### REQUEST
Name every Copper opcode defined in the Copper instruction text below.

### SELECTED TEXT
A program is uploaded to the Copper by sending it, byte by byte, to Copper Data ($60). Each Copper instruction is 16 bits wide and there are 2 opcodes with a single bit in an instruction determines the operation and two special case opcodes. In total the four operations are:

Opcode Bit pattern Effect
WAIT %1hhhhhhv %vvvvvvvv Wait for raster line v (0-311) and horizontal position h*8 (h is 0-55) (duration 1 CLOCK)
MOVE %0rrrrrrr %vvvvvvvv Write value v to Next register r (duration 2 CLOCKS)
NOOP %00000000 %00000000 Special case of "value 0 to port 0" works as "no operation" (duration 1 CLOCK)
HALT %11111111 %11111111 Special case of "WAIT 63,511" works as "halt" instruction

The copper's program storage is 2k big; since each instruction is 2 bytes it can store exactly 1024 instructions, numbered 0-1023. The copper is controlled by a word accessed through Next Registers Copper Control Low Byte ($61) and Copper Control High Byte ($62). The internal "program counter" (CPC) has 10 bits (0-1023), auto-incrementing it after each instruction, wrapping around after last one back to first one.

### DATASET RECORDS
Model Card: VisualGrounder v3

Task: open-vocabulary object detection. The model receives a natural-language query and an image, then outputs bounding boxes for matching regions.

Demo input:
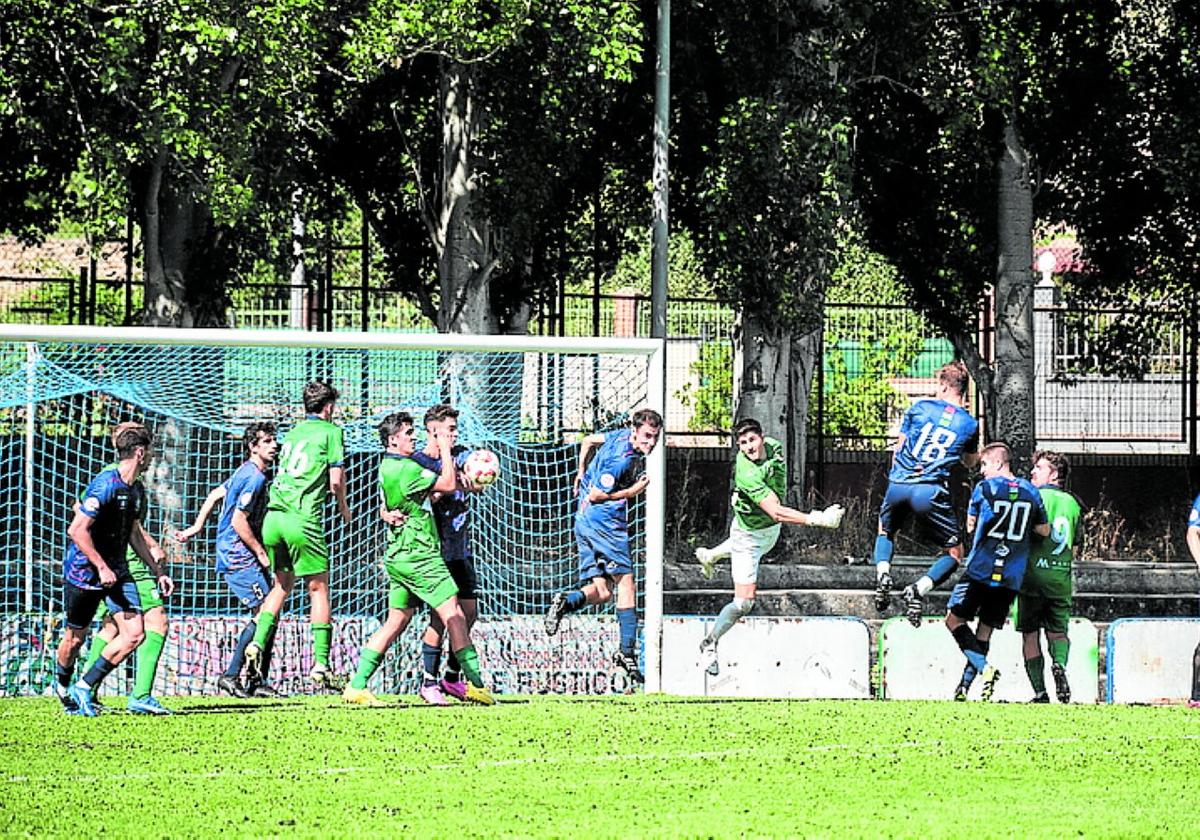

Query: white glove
[809,504,846,528]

### RESULT FOR THIS EXERCISE
WAIT, MOVE, NOOP, HALT